(Image point grounding data)
<<<<
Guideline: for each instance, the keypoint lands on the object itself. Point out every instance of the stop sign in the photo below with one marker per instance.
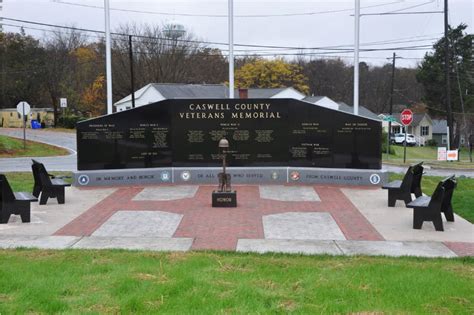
(406, 117)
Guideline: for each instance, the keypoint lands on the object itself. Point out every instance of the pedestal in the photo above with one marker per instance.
(224, 199)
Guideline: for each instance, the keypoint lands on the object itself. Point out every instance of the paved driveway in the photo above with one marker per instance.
(53, 163)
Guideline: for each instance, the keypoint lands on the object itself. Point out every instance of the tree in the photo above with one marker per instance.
(94, 97)
(61, 66)
(277, 73)
(431, 75)
(21, 61)
(156, 58)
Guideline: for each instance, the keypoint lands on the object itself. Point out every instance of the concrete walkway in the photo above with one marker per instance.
(432, 171)
(307, 219)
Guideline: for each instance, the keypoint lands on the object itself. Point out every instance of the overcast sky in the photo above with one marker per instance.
(303, 24)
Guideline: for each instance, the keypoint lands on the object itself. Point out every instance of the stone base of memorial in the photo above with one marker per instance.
(239, 175)
(224, 199)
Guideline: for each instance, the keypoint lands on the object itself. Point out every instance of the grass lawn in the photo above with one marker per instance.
(115, 281)
(13, 147)
(463, 196)
(428, 155)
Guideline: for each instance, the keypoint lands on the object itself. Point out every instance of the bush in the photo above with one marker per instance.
>>>>
## Task
Output the records above exactly as written, but leave out the pictures.

## Finished task
Guideline: for each instance, the keypoint lands on the object itself. Point out every instance of the stop sign in the photo below with one marker per instance.
(406, 117)
Guideline: for each instance, the keypoint lands on the object itself. Point out every instance of the pedestal in the photo above with one marker per instance.
(224, 199)
Guideline: for each instance, the keypoint lands on the object itself. Point out every instance of the paved driveway in the photo above with one marker per instance.
(53, 163)
Guideline: for each instance, the keypoint lands on the object itself. Point out every instance of the tree in the photo above with one marker per instance.
(94, 97)
(61, 66)
(277, 73)
(431, 75)
(21, 61)
(156, 58)
Guideline: for each instance, the keypoint lands on the object itself. Point out every instance of the concrete walkway in the photo above with one marker per instance.
(432, 171)
(307, 219)
Guideline: for each instance, the keypoint lands on the object itself. Point out every instance of the overcast sky in the photo above with one marker per instance.
(303, 24)
Guideline: for each instance, the keypoint lands on the object itself. Point out every instance of the stone base of memorial in the photo above with one marker per instance.
(239, 175)
(224, 199)
Guideline: for each instance, the keypoint lands on the object itself. Point out every instance of the grass lawn in the photo above with one marker per instance.
(115, 281)
(13, 147)
(463, 196)
(428, 155)
Guideline: for each instance, the keypoint lands on the object itself. Point out every instance of the bush in the photo above with one marker per instance.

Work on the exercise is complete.